-- Start Records to use --

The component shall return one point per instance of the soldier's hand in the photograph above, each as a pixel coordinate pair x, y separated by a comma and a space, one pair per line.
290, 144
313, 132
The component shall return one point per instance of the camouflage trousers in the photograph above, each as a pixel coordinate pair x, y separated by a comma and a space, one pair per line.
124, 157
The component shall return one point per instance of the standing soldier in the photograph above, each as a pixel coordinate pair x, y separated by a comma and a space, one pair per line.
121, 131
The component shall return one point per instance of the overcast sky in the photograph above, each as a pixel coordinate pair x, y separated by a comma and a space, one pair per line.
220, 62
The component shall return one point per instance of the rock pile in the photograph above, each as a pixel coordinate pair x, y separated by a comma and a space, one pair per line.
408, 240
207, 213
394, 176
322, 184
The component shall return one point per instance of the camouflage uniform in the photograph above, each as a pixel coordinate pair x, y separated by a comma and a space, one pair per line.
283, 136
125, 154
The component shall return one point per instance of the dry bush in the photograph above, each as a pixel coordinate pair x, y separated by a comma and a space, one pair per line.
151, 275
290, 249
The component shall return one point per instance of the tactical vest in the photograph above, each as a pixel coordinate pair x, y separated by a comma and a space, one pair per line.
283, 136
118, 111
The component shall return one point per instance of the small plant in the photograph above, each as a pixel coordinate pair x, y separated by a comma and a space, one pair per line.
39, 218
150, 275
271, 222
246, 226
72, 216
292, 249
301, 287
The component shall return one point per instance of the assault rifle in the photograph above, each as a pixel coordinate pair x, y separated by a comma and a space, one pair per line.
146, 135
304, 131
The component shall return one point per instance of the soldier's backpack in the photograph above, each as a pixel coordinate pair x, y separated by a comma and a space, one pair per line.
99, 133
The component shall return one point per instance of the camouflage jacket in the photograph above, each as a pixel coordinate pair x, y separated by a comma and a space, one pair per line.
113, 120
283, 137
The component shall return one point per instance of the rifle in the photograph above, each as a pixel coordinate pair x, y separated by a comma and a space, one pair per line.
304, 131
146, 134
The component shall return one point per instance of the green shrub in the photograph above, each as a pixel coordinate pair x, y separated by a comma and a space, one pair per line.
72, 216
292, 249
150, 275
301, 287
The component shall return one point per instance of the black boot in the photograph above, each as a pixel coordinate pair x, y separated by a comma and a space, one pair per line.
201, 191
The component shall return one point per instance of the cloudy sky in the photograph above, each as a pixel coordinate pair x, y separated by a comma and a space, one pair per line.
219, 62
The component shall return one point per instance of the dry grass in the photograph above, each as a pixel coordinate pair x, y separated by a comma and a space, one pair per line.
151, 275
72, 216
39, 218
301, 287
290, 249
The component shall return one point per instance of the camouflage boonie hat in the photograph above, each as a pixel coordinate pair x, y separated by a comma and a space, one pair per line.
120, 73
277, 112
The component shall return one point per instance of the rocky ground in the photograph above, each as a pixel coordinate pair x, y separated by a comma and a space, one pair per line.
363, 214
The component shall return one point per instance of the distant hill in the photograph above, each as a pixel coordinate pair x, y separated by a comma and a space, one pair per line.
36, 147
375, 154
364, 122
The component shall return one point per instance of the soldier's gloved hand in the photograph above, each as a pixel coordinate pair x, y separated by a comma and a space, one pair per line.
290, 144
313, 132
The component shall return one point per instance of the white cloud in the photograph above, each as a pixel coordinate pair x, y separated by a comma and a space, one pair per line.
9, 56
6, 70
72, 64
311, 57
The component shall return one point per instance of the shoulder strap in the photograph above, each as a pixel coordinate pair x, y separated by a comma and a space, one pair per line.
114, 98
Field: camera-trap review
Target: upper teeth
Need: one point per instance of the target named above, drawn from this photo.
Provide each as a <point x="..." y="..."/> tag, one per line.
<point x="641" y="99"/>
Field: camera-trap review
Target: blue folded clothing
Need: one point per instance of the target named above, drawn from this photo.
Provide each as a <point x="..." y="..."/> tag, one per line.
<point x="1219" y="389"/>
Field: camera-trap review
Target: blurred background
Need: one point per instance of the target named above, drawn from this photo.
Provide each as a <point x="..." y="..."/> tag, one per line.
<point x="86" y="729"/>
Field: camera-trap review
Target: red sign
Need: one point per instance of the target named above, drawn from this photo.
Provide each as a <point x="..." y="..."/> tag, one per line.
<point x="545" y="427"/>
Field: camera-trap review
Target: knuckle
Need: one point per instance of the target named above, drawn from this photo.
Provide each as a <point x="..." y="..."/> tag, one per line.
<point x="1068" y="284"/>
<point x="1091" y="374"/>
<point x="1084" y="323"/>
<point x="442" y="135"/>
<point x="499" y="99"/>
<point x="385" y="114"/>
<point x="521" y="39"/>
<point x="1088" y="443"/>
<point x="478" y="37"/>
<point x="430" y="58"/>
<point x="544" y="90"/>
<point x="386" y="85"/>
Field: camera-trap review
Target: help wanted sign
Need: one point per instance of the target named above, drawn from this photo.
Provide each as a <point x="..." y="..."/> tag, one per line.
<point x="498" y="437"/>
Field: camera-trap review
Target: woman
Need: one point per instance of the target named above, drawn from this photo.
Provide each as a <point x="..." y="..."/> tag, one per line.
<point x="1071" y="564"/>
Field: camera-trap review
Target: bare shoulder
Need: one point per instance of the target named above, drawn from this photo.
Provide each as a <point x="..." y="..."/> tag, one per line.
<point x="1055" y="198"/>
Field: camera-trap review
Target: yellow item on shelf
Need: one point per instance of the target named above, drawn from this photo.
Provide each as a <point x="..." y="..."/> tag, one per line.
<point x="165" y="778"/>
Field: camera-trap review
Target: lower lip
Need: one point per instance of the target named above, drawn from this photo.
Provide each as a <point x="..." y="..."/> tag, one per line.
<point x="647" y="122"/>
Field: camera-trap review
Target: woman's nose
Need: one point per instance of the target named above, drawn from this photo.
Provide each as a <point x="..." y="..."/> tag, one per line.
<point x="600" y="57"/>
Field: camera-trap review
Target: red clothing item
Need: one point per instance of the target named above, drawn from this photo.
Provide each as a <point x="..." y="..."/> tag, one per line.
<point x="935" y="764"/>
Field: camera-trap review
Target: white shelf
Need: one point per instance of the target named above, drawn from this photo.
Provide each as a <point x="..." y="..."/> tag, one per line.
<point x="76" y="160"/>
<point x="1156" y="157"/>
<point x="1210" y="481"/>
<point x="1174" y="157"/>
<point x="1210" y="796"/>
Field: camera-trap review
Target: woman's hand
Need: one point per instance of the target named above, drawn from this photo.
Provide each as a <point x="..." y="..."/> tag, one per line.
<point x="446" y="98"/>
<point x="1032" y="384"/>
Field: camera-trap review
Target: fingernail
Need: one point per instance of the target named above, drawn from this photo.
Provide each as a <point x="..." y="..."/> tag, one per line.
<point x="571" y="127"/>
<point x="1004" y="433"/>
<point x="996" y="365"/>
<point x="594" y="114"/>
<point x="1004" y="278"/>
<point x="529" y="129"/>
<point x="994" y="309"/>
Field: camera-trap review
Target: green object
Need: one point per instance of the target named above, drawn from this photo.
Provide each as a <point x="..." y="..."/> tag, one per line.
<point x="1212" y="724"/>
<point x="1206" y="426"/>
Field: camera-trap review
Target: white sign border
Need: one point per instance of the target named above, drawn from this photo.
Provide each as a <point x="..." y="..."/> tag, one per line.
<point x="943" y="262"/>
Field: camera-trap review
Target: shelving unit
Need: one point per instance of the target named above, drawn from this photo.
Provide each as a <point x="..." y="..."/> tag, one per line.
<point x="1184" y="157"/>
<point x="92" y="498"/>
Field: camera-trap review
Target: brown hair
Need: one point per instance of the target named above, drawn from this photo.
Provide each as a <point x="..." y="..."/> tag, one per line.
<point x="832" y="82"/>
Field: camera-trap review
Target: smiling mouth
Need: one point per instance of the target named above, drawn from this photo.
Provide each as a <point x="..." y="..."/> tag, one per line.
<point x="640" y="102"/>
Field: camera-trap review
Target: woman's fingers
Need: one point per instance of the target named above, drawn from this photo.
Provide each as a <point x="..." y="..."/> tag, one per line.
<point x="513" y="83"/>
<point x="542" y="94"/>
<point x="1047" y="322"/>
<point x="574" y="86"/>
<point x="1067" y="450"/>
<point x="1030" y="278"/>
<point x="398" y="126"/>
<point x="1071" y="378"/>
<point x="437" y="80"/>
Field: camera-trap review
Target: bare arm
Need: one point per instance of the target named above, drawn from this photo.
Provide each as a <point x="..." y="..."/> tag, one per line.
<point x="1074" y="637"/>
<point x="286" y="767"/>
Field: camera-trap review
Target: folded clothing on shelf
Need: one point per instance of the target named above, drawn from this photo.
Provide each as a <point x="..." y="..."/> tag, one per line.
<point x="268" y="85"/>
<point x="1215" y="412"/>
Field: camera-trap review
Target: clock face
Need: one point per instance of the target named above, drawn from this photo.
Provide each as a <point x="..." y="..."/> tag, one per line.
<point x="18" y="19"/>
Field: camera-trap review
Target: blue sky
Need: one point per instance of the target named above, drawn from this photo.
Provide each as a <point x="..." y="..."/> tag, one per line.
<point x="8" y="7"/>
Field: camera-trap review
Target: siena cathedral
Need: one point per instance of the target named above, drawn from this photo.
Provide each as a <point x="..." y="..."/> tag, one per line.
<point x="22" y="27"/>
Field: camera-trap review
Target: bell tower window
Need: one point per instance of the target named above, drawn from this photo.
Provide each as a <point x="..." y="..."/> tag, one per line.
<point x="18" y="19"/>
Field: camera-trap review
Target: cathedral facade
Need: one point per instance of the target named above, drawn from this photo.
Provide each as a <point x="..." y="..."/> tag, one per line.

-- End Records to use --

Show every line in the rows above that contains the word "item", matching case exactly.

Target: yellow item on shelf
Target: red clothing item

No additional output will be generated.